## PROVIDED TEXT
By Adria Carpenter
Leslie Schiff has always loved science and research, but her biggest discovery was her love for teaching.
Schiff is an East Coaster through and through. She grew up in the New York City suburbs, and later traveled up the coast to Providence, Rhode Island, to attend Brown University, where she studied biology.
“I liked biology, but it didn’t take me long in college to realize that I really didn’t want to go to medical school,” Schiff said. “So I gravitated more to research … I think a lot of scientists meander towards their thing, their subject.”
Schiff found her niche in virology, ultimately researching viruses that cause diarrhea and respiratory illnesses in children. She got her PhD in immunology from Tufts University and later went to Harvard Medical School for postdoctoral study in a lab that studied reoviruses.
“Then I got in my car, and I drove halfway across the godforsaken country to come and take my first and my last adult job at the University of Minnesota,” she laughed.
Though she still loves her home state, Minnesota has grown on her. At first, Schiff self-quarantined in her small scientific bubble, but over time, she got more involved with the broader community.

Natural-language region descriptions:
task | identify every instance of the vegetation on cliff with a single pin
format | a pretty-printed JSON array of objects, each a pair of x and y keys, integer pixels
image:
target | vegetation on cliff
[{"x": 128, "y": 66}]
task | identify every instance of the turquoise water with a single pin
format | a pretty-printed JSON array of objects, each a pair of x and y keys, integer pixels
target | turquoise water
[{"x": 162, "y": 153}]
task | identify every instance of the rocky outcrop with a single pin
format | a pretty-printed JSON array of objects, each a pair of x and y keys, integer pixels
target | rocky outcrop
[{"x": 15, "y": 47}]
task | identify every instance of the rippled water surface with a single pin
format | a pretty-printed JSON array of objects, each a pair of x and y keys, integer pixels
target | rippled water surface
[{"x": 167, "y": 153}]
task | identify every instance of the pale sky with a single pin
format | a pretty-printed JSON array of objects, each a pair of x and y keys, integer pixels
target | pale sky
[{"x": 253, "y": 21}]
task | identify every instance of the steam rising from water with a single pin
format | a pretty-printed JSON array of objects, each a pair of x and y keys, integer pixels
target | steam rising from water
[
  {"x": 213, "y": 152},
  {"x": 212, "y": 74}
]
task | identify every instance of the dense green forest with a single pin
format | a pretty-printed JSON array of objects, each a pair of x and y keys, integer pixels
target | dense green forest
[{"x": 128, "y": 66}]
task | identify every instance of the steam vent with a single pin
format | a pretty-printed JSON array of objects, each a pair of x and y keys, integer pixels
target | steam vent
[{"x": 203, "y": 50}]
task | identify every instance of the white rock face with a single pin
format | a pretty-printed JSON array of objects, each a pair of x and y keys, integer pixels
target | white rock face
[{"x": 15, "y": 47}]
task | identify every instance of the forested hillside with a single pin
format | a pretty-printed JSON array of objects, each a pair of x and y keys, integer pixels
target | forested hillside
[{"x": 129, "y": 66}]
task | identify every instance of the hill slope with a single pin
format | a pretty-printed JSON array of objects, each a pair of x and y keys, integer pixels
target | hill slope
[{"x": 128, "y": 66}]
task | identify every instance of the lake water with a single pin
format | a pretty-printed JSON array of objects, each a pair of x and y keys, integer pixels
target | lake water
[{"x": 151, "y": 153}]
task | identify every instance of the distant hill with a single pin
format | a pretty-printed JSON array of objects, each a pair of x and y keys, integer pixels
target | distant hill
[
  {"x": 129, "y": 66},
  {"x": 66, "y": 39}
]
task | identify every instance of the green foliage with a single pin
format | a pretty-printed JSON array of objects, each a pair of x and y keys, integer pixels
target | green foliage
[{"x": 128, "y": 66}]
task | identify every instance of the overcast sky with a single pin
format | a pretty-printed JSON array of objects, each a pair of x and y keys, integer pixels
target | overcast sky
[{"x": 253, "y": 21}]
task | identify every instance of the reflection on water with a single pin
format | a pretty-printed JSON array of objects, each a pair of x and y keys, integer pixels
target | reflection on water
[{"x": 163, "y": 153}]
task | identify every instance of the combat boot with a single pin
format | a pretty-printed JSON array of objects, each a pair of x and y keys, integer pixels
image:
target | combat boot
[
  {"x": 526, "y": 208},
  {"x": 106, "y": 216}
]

## ACTIONS TO TAKE
#1 According to the Leslie Schiff profile, where did Schiff earn her PhD in immunology?
#2 Transcribe the part of the Leslie Schiff profile starting with "Schiff is an" and going on through "she studied biology.".
#3 Name every university or school mentioned in the Leslie Schiff profile.

## TASK RESULTS
#1 Tufts University

#2
Schiff is an East Coaster through and through. She grew up in the New York City suburbs, and later traveled up the coast to Providence, Rhode Island, to attend Brown University, where she studied biology.

#3
Brown University
Tufts University
Harvard Medical School
University of Minnesota